**Document excerpt**.
Equine Gastric Ulcers
The term ‘ulcers’ refers to a break or erosion in the lining of the esophagus, stomach or small intestines. The depth of the erosion determines the severity of the ulcer. Equine
Stomach ulcers are more common and occur primarily in the non-glandular (squamous) area of the stomach. Less commonly, ulcers occur in the glandular area of the stomach. In studies on horse populations, stomach ulcers are very common with up to 90% of Standardbred and Thoroughbred horses in race training affected. The clinical signs of ulcers are not noticeable in most horses. Of those horses clinically affected, the signs may include poor athletic performance, weight loss, and colic. Horses may also have an unthrifty appearance and mild diarrhea. In foals, teeth grinding (a sign of pain) and excessive salivation are common. Ulcers also occur in the first part of the small intestine (duodenum) and in the esophagus.
Ulcers are caused by a variety of factors, including:
- diet and feeding management – including meal feeding, feeding high levels of concentrates, feed deprivation and types of feed (timothy versus alfalfa).
- the stress of training and the stress of disease.
- medications such as corticosteroids.
- bile acid reflux.
This is quite different than with ulcers in man where the bacterium Helicobacter pylori is now thought to be important in the pathogenesis of 90% of duodenal ulcers and about 70% of gastric ulcers (1).
Food enters the stomach via the esophagus, leaves through the opening called the pylorus and passes into the first portion of the small intestine (duodenum). The stomach contains both squamous and glandular portions.

**Supplied data**.
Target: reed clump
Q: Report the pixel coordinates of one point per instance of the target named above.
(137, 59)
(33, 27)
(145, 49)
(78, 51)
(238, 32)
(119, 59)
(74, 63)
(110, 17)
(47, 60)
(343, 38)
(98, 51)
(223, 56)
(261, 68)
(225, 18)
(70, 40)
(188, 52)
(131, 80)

**What needs to be done**. Copy out the entire equine gastric ulcers text above, word for word.

**Task result**.
Equine Gastric Ulcers
The term ‘ulcers’ refers to a break or erosion in the lining of the esophagus, stomach or small intestines. The depth of the erosion determines the severity of the ulcer. Equine
Stomach ulcers are more common and occur primarily in the non-glandular (squamous) area of the stomach. Less commonly, ulcers occur in the glandular area of the stomach. In studies on horse populations, stomach ulcers are very common with up to 90% of Standardbred and Thoroughbred horses in race training affected. The clinical signs of ulcers are not noticeable in most horses. Of those horses clinically affected, the signs may include poor athletic performance, weight loss, and colic. Horses may also have an unthrifty appearance and mild diarrhea. In foals, teeth grinding (a sign of pain) and excessive salivation are common. Ulcers also occur in the first part of the small intestine (duodenum) and in the esophagus.
Ulcers are caused by a variety of factors, including:
- diet and feeding management – including meal feeding, feeding high levels of concentrates, feed deprivation and types of feed (timothy versus alfalfa).
- the stress of training and the stress of disease.
- medications such as corticosteroids.
- bile acid reflux.
This is quite different than with ulcers in man where the bacterium Helicobacter pylori is now thought to be important in the pathogenesis of 90% of duodenal ulcers and about 70% of gastric ulcers (1).
Food enters the stomach via the esophagus, leaves through the opening called the pylorus and passes into the first portion of the small intestine (duodenum). The stomach contains both squamous and glandular portions.